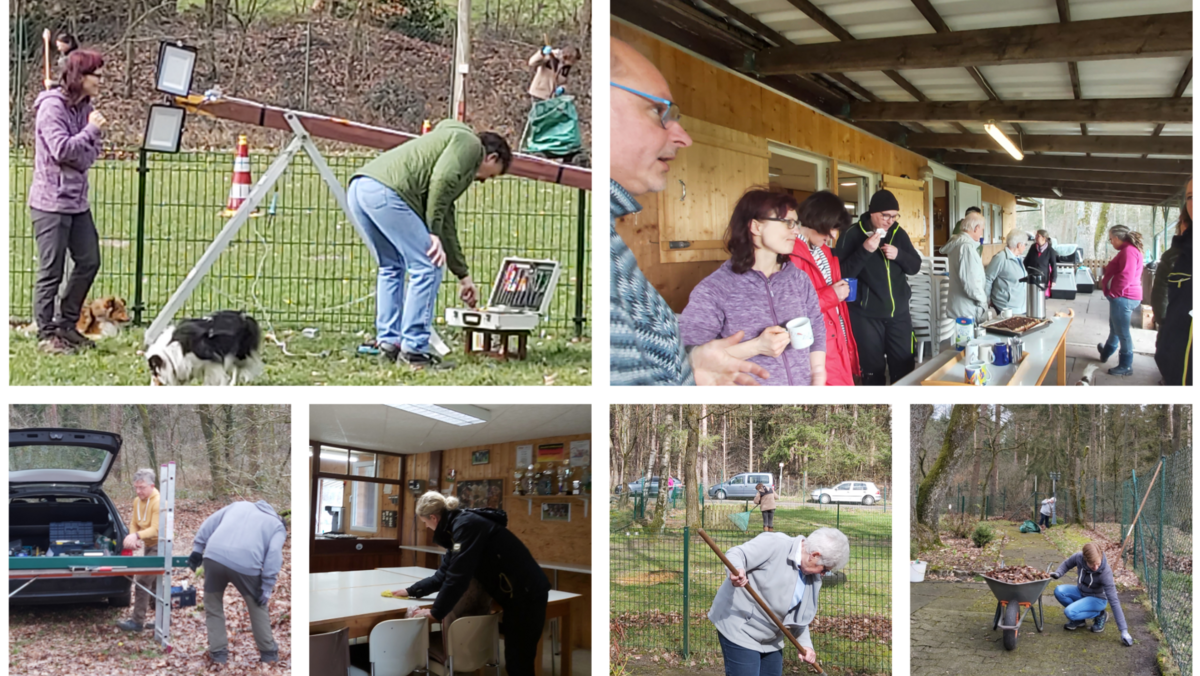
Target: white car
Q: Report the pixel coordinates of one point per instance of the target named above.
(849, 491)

--

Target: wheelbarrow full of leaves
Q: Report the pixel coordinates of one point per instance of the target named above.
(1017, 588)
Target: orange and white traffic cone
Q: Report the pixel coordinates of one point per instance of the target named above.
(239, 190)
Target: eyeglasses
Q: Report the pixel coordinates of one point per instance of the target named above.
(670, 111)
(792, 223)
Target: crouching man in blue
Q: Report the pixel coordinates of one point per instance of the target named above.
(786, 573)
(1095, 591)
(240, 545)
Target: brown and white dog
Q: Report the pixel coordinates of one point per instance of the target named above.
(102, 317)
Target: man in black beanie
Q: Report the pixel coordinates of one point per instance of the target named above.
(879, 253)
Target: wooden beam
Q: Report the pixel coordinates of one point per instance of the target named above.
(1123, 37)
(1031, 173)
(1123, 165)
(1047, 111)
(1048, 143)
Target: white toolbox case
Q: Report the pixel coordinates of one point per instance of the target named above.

Work task: Since only the total is wanted, work out how many lines of the data above contain "white" and state it alone.

Result below: 4